## Task statement
How many lines in the records below contain the word "rock"? Reply with the number alone.
++++ Supplied material
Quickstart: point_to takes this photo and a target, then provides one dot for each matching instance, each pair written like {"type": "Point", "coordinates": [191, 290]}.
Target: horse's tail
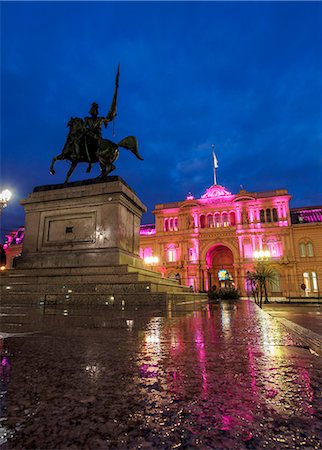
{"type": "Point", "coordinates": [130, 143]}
++++++++
++++ Supplied material
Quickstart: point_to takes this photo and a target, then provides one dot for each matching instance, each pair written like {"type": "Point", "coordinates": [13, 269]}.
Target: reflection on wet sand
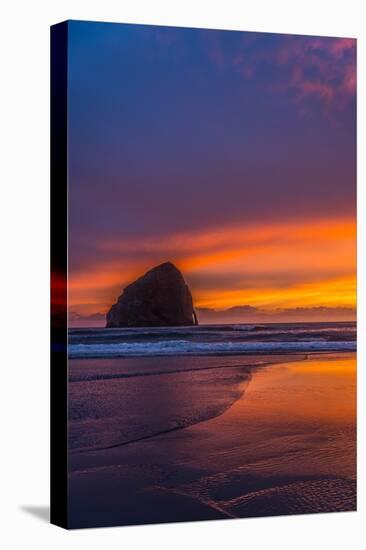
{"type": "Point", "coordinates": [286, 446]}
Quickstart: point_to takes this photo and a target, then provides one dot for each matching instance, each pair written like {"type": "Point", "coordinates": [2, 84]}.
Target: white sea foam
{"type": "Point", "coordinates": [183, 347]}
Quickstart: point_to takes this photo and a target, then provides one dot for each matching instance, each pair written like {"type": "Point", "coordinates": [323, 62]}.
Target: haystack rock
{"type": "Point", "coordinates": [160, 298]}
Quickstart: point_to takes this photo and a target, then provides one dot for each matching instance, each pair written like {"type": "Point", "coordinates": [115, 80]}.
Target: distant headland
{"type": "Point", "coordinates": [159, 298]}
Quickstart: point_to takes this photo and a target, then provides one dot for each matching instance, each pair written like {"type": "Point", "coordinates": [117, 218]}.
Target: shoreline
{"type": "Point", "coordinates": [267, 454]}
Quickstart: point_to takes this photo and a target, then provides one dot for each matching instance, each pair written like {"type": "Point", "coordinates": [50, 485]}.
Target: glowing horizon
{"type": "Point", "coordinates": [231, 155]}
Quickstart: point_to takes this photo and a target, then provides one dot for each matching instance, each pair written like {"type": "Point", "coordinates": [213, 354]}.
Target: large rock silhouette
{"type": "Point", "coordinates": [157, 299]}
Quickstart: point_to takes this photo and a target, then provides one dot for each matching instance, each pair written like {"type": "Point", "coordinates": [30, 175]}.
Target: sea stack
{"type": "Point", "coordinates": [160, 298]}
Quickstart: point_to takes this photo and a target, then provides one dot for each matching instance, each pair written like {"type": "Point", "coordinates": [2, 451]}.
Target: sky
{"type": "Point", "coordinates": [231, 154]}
++++++++
## Exercise response
2